WHAT TO DO
The answer must be every line of the records below that contains the word "white", copied out.

DATA TO USE

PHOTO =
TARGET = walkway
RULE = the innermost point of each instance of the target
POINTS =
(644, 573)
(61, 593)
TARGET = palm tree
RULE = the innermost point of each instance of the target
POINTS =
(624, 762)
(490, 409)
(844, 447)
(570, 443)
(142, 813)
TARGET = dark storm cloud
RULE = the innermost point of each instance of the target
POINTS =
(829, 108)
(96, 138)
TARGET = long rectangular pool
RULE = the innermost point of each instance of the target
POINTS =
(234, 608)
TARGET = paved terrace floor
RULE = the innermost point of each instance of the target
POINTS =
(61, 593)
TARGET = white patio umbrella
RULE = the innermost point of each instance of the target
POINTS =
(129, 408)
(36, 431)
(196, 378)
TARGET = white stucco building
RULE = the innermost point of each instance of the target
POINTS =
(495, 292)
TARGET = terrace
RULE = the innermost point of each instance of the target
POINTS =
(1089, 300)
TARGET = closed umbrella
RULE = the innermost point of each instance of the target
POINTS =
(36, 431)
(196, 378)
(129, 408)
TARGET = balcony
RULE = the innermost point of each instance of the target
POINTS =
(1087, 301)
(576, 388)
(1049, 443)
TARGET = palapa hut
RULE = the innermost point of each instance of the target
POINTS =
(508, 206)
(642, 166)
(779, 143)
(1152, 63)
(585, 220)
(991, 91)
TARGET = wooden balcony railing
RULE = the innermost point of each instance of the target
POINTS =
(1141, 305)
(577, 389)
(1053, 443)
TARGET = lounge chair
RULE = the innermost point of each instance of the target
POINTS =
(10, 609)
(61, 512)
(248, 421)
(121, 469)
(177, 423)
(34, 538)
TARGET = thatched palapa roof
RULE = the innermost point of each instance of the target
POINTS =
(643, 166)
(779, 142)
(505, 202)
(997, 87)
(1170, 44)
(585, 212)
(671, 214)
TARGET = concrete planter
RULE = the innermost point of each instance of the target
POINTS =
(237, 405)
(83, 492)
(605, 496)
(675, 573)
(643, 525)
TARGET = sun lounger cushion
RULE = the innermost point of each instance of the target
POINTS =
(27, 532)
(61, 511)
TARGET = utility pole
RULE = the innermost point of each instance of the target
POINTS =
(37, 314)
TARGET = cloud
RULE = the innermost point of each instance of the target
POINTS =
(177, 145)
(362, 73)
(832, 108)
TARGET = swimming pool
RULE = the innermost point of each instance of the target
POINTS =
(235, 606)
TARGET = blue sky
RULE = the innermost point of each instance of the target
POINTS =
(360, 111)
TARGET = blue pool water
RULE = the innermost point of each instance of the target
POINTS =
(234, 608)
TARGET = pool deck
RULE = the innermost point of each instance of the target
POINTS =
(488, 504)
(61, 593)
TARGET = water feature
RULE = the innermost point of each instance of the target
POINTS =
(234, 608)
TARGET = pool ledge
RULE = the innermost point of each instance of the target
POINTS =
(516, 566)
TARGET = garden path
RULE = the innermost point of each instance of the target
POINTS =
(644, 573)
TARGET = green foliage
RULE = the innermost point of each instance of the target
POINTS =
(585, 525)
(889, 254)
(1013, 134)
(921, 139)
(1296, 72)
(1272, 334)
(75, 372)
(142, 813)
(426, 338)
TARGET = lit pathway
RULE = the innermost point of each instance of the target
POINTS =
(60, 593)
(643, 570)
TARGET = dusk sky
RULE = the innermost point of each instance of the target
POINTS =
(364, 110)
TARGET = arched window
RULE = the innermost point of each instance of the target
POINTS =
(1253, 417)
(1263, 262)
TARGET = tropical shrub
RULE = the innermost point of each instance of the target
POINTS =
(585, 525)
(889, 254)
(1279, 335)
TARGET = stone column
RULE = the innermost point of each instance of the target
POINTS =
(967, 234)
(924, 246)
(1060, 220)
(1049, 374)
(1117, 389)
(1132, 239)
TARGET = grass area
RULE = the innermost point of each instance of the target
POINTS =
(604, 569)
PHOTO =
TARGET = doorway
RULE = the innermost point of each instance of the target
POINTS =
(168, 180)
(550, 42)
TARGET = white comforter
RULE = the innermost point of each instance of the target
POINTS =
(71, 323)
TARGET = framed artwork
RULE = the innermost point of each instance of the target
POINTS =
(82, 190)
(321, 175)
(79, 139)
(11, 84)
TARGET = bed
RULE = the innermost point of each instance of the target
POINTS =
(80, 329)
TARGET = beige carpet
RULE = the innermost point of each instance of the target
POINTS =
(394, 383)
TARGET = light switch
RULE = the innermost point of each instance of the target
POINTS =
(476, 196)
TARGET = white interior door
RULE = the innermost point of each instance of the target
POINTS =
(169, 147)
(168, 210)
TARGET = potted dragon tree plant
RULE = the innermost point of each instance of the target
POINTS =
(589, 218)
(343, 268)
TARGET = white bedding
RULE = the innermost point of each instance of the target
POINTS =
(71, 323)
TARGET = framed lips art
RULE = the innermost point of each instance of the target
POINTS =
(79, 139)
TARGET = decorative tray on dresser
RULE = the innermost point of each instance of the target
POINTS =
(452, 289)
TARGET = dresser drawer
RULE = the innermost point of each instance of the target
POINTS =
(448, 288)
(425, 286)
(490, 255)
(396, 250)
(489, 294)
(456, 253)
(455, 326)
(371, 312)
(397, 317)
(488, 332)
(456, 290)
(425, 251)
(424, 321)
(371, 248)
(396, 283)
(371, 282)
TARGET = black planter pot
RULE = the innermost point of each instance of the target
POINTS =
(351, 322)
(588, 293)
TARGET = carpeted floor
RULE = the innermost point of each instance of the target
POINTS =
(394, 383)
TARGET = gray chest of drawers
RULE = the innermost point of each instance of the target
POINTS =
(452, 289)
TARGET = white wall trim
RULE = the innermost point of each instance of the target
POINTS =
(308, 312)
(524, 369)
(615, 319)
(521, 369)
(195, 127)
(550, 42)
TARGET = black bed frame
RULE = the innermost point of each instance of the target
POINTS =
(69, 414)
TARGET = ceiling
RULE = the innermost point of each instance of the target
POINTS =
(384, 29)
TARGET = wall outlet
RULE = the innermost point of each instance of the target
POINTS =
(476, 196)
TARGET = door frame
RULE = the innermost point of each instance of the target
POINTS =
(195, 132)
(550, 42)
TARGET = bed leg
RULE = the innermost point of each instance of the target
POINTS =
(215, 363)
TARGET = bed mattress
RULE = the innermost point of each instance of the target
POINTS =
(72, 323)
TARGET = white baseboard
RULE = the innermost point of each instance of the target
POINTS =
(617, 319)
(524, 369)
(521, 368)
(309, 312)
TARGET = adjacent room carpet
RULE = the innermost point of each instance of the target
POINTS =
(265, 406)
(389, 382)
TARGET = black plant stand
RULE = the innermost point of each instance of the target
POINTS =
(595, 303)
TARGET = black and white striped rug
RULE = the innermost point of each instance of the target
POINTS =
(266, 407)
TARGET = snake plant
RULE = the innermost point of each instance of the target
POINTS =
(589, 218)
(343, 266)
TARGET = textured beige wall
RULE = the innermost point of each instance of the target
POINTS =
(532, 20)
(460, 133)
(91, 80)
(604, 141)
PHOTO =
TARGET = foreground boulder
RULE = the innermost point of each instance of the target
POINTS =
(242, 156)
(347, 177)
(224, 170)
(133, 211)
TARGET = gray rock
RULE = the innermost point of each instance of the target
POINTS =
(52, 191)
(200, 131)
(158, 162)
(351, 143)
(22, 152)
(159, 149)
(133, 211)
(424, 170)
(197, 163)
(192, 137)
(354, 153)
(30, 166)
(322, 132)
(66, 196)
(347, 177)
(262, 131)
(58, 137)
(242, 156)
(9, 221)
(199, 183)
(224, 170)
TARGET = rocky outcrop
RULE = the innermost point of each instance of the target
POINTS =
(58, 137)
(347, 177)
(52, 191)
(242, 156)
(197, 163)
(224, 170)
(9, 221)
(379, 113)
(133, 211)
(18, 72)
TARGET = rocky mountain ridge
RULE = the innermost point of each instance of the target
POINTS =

EXERCISE RESULT
TARGET = white patio umbrella
TARGET = white stucco building
TARGET = white comforter
TARGET = white interior door
TARGET = white bedding
TARGET = white wall trim
TARGET = white baseboard
TARGET = black and white striped rug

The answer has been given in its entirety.